Cronaca

La storia di Bruno, paziente affetto da picacismo: come è stato curato

Paziente affetto da picacismo curato per 15 anni con maschera alla Hannibal Lecter e mani legate: è la storia di Bruno raccontata dalla Garante dei Detenuti della Sardegna. “Trattamento simile a tortura”, dichiara.

Bruno, paziente affetto da picacismo curato con maschera alla Hannibal Lecter e mani legate

Da sedici anni Bruno, affetto da una patologia che lo porta ad ingerire di tutto, viene curato con le mani legate e una maschera sul viso stile Hannibal Lecter, il serial killer protagonista dei romanzi dei Thomas Harris.

A raccontare le pene sofferte dal giovane è la nuova Garante dei detenuti della Sardegna, Irene Testa: “Un trattamento che appare più vicino al concetto di tortura che a quello di cura. Ho atteso un giorno prima di mettere nero su bianco quanto visto all’Aias di Cortoghiana. Un giorno per riprendermi – confessa dopo una visita alla struttura di assistenza ai disabili nel Sulcis-Iglesiente in cui l’uomo è ricoverato – dallo scenario agghiacciante e raccapricciante che mi sono trovata davanti”.

Cos’è il picacismo, la patologia di Bruno

“Bruno è affetto da picacismo, patologia che lo porta a ingerire qualsiasi cosa gli capiti davanti. Da oltre sedici anni viene tenuto tutto il giorno legato per le mani, con un casco in testa. Apparentemente non perché pericoloso verso gli altri, ma verso di sé”. Quello di Bruno è un disturbo molto raro del comportamento alimentare caratterizzato dal mangiare cose non commestibili: come carta, argilla, sporcizia o capelli. Solitamente ciò che mangia non provoca danni alla salute ma potrebbero arrivare gravi complicazioni come stipsi, occlusione del tratto digerente, avvelenamento da piombo per aver mangiato frammenti di vernice, o infezione parassitaria per aver ingerito terriccio.

**Cosa fare**
1 – Nell'articolo sulla storia di Bruno, chi è la nuova Garante dei detenuti della Sardegna?
2 – Prosegui l'articolo su Bruno e il picacismo, ripartendo subito dopo l'ultima frase.

**I dati**
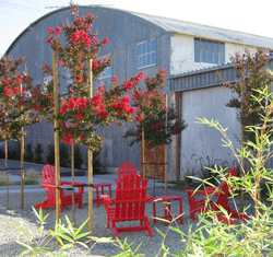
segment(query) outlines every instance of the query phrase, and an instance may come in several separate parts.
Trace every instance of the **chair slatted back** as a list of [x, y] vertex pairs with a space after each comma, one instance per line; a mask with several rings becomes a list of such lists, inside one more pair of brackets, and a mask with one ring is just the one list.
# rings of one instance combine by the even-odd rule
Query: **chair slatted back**
[[136, 167], [130, 162], [121, 163], [121, 165], [118, 168], [118, 177], [119, 177], [118, 179], [119, 180], [122, 179], [122, 177], [128, 174], [138, 174]]
[[[227, 174], [226, 174], [226, 178], [229, 176], [237, 176], [237, 170], [234, 167], [232, 168]], [[227, 185], [226, 182], [223, 182], [221, 188], [219, 188], [219, 195], [217, 197], [216, 200], [216, 206], [223, 206], [223, 207], [227, 207], [229, 197], [230, 197], [230, 190], [232, 187], [229, 185]]]
[[[56, 185], [56, 176], [55, 176], [55, 166], [47, 164], [41, 170], [41, 178], [45, 185]], [[48, 199], [56, 198], [56, 189], [55, 188], [46, 188]], [[61, 197], [64, 196], [63, 190], [60, 190]]]
[[116, 220], [140, 220], [145, 214], [147, 180], [136, 174], [126, 175], [116, 189]]

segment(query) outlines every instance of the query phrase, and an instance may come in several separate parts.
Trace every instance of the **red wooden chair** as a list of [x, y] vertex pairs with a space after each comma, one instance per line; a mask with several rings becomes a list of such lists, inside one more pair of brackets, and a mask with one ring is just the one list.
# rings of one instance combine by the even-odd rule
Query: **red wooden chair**
[[114, 180], [118, 182], [122, 179], [123, 176], [129, 175], [129, 174], [138, 175], [136, 167], [132, 163], [129, 163], [129, 162], [121, 163], [121, 165], [118, 168], [118, 179], [114, 179]]
[[[116, 199], [102, 196], [107, 213], [107, 227], [109, 229], [110, 222], [117, 237], [119, 232], [133, 231], [147, 231], [153, 236], [149, 217], [145, 217], [145, 203], [151, 200], [146, 198], [146, 179], [129, 174], [117, 182]], [[117, 227], [117, 223], [122, 221], [140, 221], [140, 225]]]
[[[47, 208], [51, 206], [56, 206], [56, 182], [55, 182], [55, 166], [45, 165], [41, 170], [41, 178], [44, 184], [40, 184], [40, 187], [46, 188], [47, 197], [44, 202], [37, 203], [35, 206], [36, 209]], [[60, 187], [62, 185], [72, 185], [71, 182], [60, 182]], [[84, 183], [74, 183], [75, 186], [85, 185]], [[79, 203], [79, 209], [82, 209], [82, 196], [83, 196], [83, 187], [79, 187], [79, 192], [74, 194], [74, 202]], [[62, 212], [63, 206], [72, 205], [72, 195], [66, 195], [63, 188], [60, 188], [60, 212]]]
[[[232, 168], [226, 174], [226, 178], [229, 176], [237, 176], [237, 170]], [[189, 199], [189, 203], [190, 203], [190, 219], [195, 220], [195, 211], [198, 211], [198, 212], [207, 212], [209, 210], [221, 211], [219, 207], [222, 207], [227, 211], [227, 213], [230, 217], [237, 218], [240, 220], [248, 220], [248, 217], [246, 214], [240, 214], [237, 211], [235, 211], [230, 206], [228, 206], [230, 190], [232, 190], [232, 187], [228, 186], [226, 182], [224, 182], [222, 184], [222, 186], [219, 187], [218, 190], [217, 190], [217, 188], [213, 188], [213, 187], [206, 187], [204, 191], [198, 190], [195, 192], [194, 192], [194, 190], [186, 190], [188, 192], [188, 199]], [[204, 198], [194, 199], [195, 195], [204, 195]], [[216, 202], [213, 202], [212, 200], [210, 200], [207, 202], [207, 197], [210, 195], [218, 196]], [[217, 219], [219, 221], [223, 221], [227, 224], [235, 224], [236, 223], [235, 220], [227, 219], [227, 218], [221, 215], [218, 212], [216, 213], [216, 215], [217, 215]]]

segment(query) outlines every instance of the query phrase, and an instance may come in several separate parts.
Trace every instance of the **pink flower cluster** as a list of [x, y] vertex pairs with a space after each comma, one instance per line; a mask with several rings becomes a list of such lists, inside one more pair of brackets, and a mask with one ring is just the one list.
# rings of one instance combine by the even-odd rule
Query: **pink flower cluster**
[[122, 112], [128, 115], [133, 115], [135, 112], [135, 108], [131, 107], [129, 102], [130, 102], [130, 97], [124, 95], [123, 98], [120, 100], [120, 103], [115, 103], [111, 107], [112, 109], [116, 109], [120, 116], [122, 115]]
[[158, 130], [159, 128], [161, 128], [161, 125], [159, 125], [159, 124], [156, 124], [156, 125], [152, 124], [152, 125], [150, 126], [150, 130]]
[[72, 42], [75, 43], [75, 42], [78, 42], [79, 39], [80, 39], [82, 43], [84, 43], [86, 47], [90, 47], [90, 46], [91, 46], [91, 43], [95, 44], [95, 42], [96, 42], [96, 38], [91, 39], [91, 38], [88, 37], [88, 33], [86, 33], [86, 32], [84, 32], [84, 31], [82, 31], [82, 30], [81, 30], [81, 31], [74, 32], [73, 35], [72, 35]]

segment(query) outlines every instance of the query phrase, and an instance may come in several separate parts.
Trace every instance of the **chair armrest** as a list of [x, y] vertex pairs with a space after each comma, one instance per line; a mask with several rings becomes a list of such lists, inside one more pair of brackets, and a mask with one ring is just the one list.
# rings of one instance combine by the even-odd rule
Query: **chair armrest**
[[[49, 185], [49, 184], [39, 184], [40, 187], [45, 187], [45, 188], [52, 188], [55, 189], [56, 188], [56, 185]], [[60, 187], [62, 188], [62, 187]]]
[[109, 205], [112, 205], [115, 202], [115, 200], [110, 198], [108, 195], [102, 195], [100, 197], [104, 201], [104, 206], [106, 210], [108, 210]]
[[[61, 182], [60, 184], [72, 186], [72, 182]], [[79, 194], [83, 194], [85, 185], [86, 185], [85, 183], [74, 183], [74, 186], [82, 186], [82, 187], [79, 187]]]

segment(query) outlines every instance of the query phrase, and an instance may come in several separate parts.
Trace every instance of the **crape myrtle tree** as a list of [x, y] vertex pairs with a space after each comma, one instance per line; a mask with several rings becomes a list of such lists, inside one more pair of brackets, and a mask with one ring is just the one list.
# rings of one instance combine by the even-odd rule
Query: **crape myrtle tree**
[[[93, 152], [98, 151], [103, 143], [103, 138], [95, 133], [94, 126], [110, 126], [111, 122], [122, 125], [122, 120], [134, 120], [135, 107], [130, 105], [131, 98], [127, 94], [141, 83], [144, 73], [141, 72], [122, 83], [119, 83], [117, 77], [112, 77], [109, 90], [99, 85], [93, 95], [92, 82], [112, 62], [110, 56], [97, 57], [99, 48], [106, 45], [108, 39], [98, 42], [97, 32], [91, 32], [94, 15], [80, 17], [79, 7], [72, 4], [71, 12], [72, 24], [67, 21], [60, 27], [50, 27], [47, 43], [57, 55], [58, 66], [69, 71], [72, 83], [68, 84], [66, 94], [59, 93], [60, 108], [57, 116], [52, 81], [44, 92], [33, 95], [33, 103], [34, 108], [49, 122], [58, 120], [63, 141], [69, 144], [81, 143]], [[64, 34], [66, 45], [61, 44], [61, 34]], [[55, 72], [48, 65], [41, 70], [44, 74], [52, 75]]]
[[[23, 58], [12, 59], [3, 56], [0, 60], [0, 140], [5, 142], [7, 209], [9, 208], [8, 141], [21, 140], [24, 148], [23, 127], [39, 121], [32, 110], [29, 92], [33, 90], [29, 74], [19, 74]], [[22, 159], [23, 154], [21, 154]], [[23, 160], [21, 160], [21, 208], [23, 208]]]
[[[241, 125], [241, 148], [245, 148], [245, 142], [250, 141], [256, 143], [257, 137], [247, 127], [259, 125], [261, 116], [264, 117], [264, 110], [262, 106], [265, 105], [266, 100], [262, 103], [257, 102], [257, 97], [264, 89], [271, 89], [273, 77], [265, 70], [265, 66], [269, 61], [269, 55], [263, 48], [258, 48], [254, 55], [251, 55], [248, 49], [245, 54], [237, 52], [232, 57], [232, 61], [236, 63], [235, 68], [238, 71], [238, 80], [235, 83], [224, 83], [233, 92], [237, 93], [237, 96], [233, 97], [226, 106], [237, 109], [237, 118]], [[270, 126], [272, 126], [270, 124]], [[254, 148], [248, 144], [248, 149], [256, 152]], [[241, 160], [241, 171], [245, 171], [244, 160]], [[248, 163], [249, 165], [249, 163]], [[241, 176], [245, 175], [241, 173]], [[259, 177], [257, 179], [258, 187], [260, 188]], [[241, 210], [244, 207], [244, 194], [240, 194]], [[259, 194], [259, 200], [260, 194]]]
[[[149, 149], [167, 145], [171, 142], [171, 136], [181, 133], [187, 127], [185, 120], [177, 116], [174, 108], [166, 106], [166, 95], [161, 93], [166, 80], [167, 72], [161, 68], [155, 77], [146, 78], [144, 89], [133, 89], [136, 129], [129, 129], [123, 137], [133, 138], [130, 145], [144, 139], [145, 143], [142, 143], [143, 154], [145, 144]], [[144, 168], [142, 171], [145, 176]]]

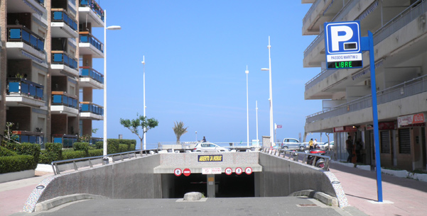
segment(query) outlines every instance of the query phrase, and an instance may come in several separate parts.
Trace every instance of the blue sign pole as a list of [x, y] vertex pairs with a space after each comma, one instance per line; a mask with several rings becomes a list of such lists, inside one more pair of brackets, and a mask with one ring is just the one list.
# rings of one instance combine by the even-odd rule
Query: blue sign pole
[[361, 38], [363, 51], [369, 51], [371, 69], [371, 93], [372, 98], [372, 118], [374, 122], [374, 144], [375, 145], [375, 165], [377, 166], [377, 192], [378, 202], [382, 203], [382, 180], [381, 178], [381, 158], [379, 157], [379, 132], [378, 131], [378, 105], [377, 103], [377, 82], [375, 80], [375, 58], [374, 57], [374, 36], [368, 30], [368, 36]]

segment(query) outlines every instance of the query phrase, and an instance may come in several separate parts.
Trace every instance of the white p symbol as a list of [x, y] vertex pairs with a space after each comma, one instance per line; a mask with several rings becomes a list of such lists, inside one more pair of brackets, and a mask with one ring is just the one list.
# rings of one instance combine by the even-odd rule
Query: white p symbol
[[[338, 35], [338, 33], [345, 32], [345, 35]], [[332, 50], [340, 50], [340, 42], [347, 41], [353, 37], [353, 30], [346, 25], [330, 26]]]

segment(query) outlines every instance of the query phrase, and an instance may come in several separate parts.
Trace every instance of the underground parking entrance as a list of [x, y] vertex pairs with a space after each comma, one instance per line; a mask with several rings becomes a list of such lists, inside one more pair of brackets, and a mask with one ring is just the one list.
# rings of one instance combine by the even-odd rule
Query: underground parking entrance
[[182, 198], [189, 192], [200, 192], [207, 198], [255, 196], [255, 174], [238, 175], [191, 174], [188, 176], [161, 174], [163, 198]]

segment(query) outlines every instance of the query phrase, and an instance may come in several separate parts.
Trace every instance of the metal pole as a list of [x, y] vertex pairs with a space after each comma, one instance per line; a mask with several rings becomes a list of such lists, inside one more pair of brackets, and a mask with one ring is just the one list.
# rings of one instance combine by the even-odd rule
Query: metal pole
[[104, 156], [107, 155], [107, 10], [104, 10]]
[[[145, 55], [142, 56], [142, 65], [143, 65], [143, 83], [144, 83], [144, 117], [146, 117], [146, 62], [145, 62]], [[146, 140], [147, 137], [146, 137], [146, 127], [143, 128], [143, 135], [144, 135], [144, 149], [146, 150]]]
[[273, 89], [271, 86], [271, 56], [270, 53], [270, 36], [269, 36], [269, 79], [270, 79], [270, 141], [271, 146], [274, 143], [274, 134], [273, 133]]
[[249, 71], [247, 69], [247, 65], [246, 66], [246, 121], [247, 121], [247, 146], [249, 146], [249, 94], [248, 94], [248, 74]]
[[377, 84], [375, 80], [375, 59], [374, 37], [368, 30], [369, 42], [369, 67], [371, 69], [371, 92], [372, 96], [372, 118], [374, 122], [374, 144], [375, 145], [375, 164], [377, 166], [377, 190], [378, 202], [382, 203], [382, 183], [381, 178], [381, 158], [379, 155], [379, 134], [378, 130], [378, 107], [377, 103]]

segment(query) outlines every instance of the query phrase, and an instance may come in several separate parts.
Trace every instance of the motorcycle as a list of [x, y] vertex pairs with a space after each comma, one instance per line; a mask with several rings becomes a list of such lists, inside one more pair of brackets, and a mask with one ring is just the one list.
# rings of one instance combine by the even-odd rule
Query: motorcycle
[[[320, 155], [326, 154], [326, 152], [325, 152], [324, 150], [321, 150], [321, 149], [311, 149], [311, 150], [310, 150], [310, 152], [308, 153], [320, 154]], [[315, 166], [316, 167], [319, 167], [319, 168], [325, 167], [325, 159], [323, 158], [315, 157], [313, 155], [308, 155], [308, 157], [307, 157], [307, 164], [313, 165], [315, 157], [315, 161], [314, 161], [314, 163], [315, 163], [314, 166]]]

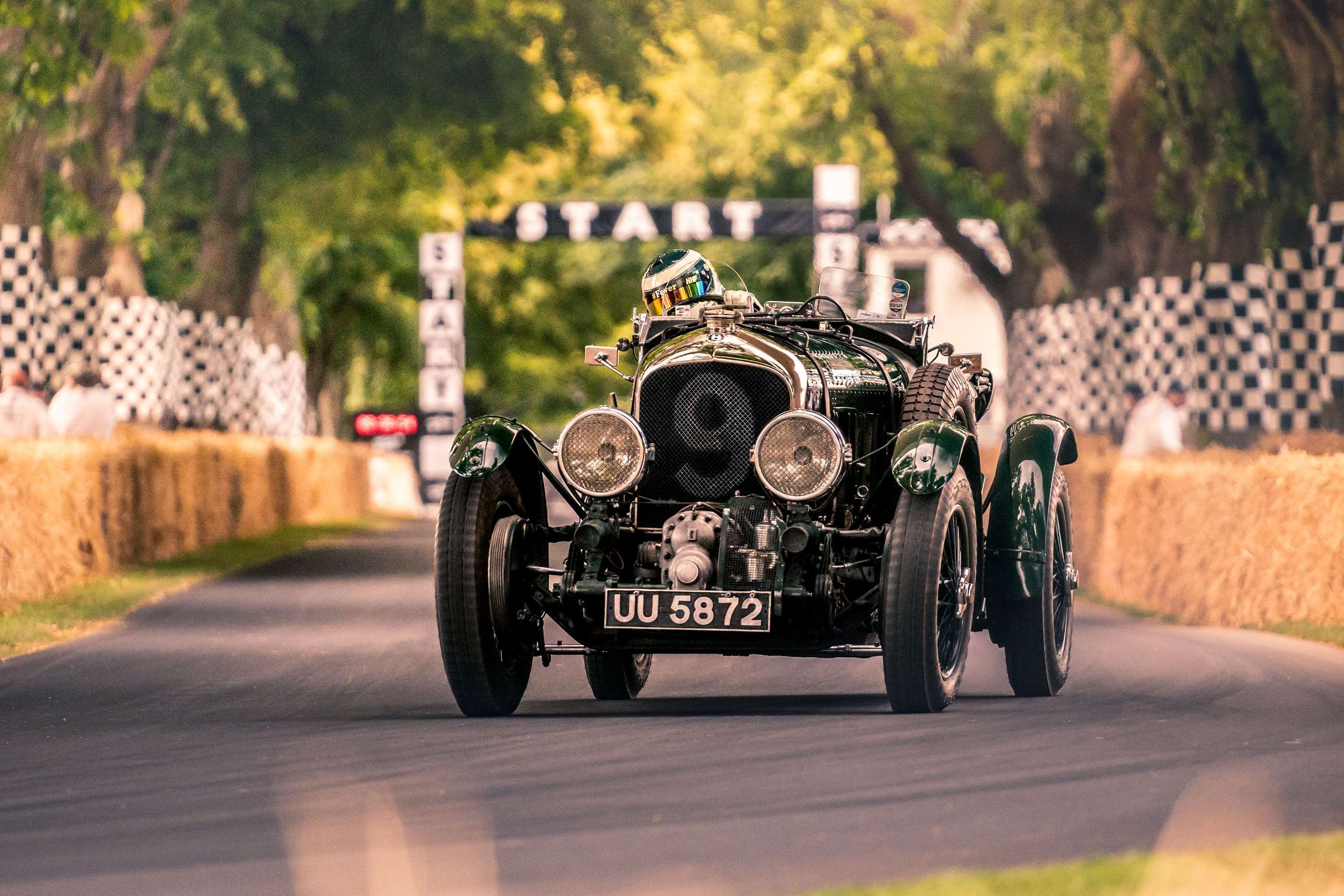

**Le risposte**
1 – Irene Testa.

2 –
“Io non sono un medico e non spetta a me dare ricette, magari dal sapore semplicistico perché guidate dall’onda emotiva – chiarisce – Sono la garante delle persone private della libertà personale e proprio di persone, di singoli casi ho il dovere di occuparmi. Non mi sto riferendo quindi alla struttura, ma a un caso specifico di un ospite al suo interno, per la verità già sollevato da alcuni anni dalla presidente dell’Unasam, l’Unione nazionale delle associazioni per la salute mentale, Gisella Trincas, ma anche oggetto di esposti alla Procura, di lettere all’allora ministro della Salute Speranza e di interrogazioni nel Consiglio regionale sardo. Non mi rassegno non posso accettare che una persona malata venga sottoposta a un trattamento che appare più vicino al concetto di tortura che a quello di cura. Non è però tempo dell’indignazione ma della concreta e rapida azione di tutti gli attori istituzionali che possano dare un contributo a cambiare questa situazione. Questa è una sorta di appello: dobbiamo farlo per Bruno e per tutti gli altri Bruno”.